EXERCISE BRIEF: Your task is to print every entry below exactly as given.

RAW RECORDS:
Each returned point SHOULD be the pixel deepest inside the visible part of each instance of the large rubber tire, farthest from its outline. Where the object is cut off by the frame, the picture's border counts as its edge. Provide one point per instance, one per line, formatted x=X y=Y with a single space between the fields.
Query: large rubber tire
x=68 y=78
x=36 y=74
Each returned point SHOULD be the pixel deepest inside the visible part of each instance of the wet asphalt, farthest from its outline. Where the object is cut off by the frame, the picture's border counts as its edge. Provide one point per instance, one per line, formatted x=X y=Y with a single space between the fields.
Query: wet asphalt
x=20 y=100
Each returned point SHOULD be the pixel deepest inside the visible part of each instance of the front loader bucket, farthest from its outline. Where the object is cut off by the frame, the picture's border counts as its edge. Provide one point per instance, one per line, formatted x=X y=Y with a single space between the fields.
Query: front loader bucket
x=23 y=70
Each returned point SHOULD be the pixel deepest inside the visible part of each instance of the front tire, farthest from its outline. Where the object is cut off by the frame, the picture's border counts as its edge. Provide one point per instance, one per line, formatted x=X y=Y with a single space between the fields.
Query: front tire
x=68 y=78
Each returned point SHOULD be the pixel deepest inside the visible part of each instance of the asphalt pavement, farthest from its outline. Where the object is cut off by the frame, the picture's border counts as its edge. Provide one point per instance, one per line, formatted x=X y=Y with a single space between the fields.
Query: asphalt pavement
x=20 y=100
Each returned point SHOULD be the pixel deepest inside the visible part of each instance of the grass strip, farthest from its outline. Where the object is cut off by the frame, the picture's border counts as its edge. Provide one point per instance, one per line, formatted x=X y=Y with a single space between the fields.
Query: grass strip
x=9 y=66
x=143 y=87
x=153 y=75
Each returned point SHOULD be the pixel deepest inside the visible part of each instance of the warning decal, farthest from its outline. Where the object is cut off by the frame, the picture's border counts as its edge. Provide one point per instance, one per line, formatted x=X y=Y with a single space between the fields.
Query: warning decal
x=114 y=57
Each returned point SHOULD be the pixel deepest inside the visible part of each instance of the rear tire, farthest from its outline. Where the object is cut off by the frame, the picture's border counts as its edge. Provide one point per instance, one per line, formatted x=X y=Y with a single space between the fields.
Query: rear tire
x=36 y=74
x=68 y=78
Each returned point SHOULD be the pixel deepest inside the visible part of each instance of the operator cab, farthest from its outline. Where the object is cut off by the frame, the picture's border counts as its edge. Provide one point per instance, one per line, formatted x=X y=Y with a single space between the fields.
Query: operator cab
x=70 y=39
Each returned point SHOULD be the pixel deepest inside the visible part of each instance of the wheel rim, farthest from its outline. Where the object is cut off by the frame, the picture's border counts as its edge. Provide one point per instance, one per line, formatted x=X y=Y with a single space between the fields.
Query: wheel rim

EXERCISE SOLUTION:
Each returned point SHOULD be the pixel deepest inside the visible part of each instance of the large rubber tire, farthest from its outline. Where the object is cut off by the frame, the picture's border counts as its edge. Provide one point per instance, one per line, formatted x=X y=Y with a single space between the fields.
Query: large rubber tire
x=68 y=78
x=36 y=74
Each returned point SHOULD be the pixel deepest inside the visible part of each instance of the wet asphalt, farthest from its outline. Where the object is cut off by the frame, the picture's border counts as its edge. Provide one point per instance, one per line, formatted x=X y=Y with a single space between the fields.
Query: wet asphalt
x=20 y=100
Each returned point SHOULD be the pixel deepest inside the visible part of each instance of the front loader bucket, farthest from its outline. Where the object is cut off by the frame, the picture's border counts as its edge. Provide one point per instance, one per line, formatted x=X y=Y with a single space between the fields.
Query: front loader bucket
x=23 y=70
Each returned point SHOULD be the pixel deepest inside the visible part of each instance of the front tire, farthest from its outline. Where the object is cut off by the frame, the picture's border counts as its edge. Provide one point per instance, one per line, formatted x=X y=Y with a single space between the fields.
Query: front tire
x=68 y=78
Each returned point SHOULD be the pixel deepest inside the visible part of each instance of the asphalt pavement, farthest from its outline. Where the object is cut off by the frame, the picture's border counts as its edge. Provide one point per instance, one per line, formatted x=X y=Y with a single space between the fields.
Query: asphalt pavement
x=20 y=100
Each returned point SHOULD be the pixel deepest inside the visible part of each instance of the grass strip, farthest from its outline. Where the object is cut off by the frame, the picture's border counts as its edge. Provide one point per instance, one per line, formatted x=X y=Y with a single space between the fields.
Query: grass strip
x=9 y=66
x=143 y=87
x=153 y=75
Each returned point SHOULD be the pixel deepest inside the visible part of each instance of the warning decal, farthest from its outline. Where the object is cut off by the frame, the picture's border counts as its edge. Provide one point per instance, one per line, formatted x=X y=Y with a single space between the fields.
Query: warning decal
x=114 y=57
Each returned point SHOULD be the pixel deepest inside the visible part of each instance of the rear tire, farthest from its outline. Where the object is cut off by the frame, the picture's border counts as its edge. Provide one point per instance, one per line, formatted x=X y=Y with a single space between the fields.
Query: rear tire
x=36 y=74
x=68 y=78
Each returned point SHOULD be the pixel deepest inside the visible part of each instance of the operator cab, farthest from its outline. Where the object is cut off by the frame, the picture's border counts as its edge. Provide one point per instance, one per line, formatted x=X y=Y with a single space between the fields.
Query: operator cab
x=70 y=39
Each returned point SHOULD be the pixel deepest inside the visible part of each instance of the wheel rim, farthest from its outline. Where the object is cut off by the frame, the picture's border counts as its edge. Provide one point per instance, one per line, formatted x=X y=Y with a single space between the fields.
Query: wheel rim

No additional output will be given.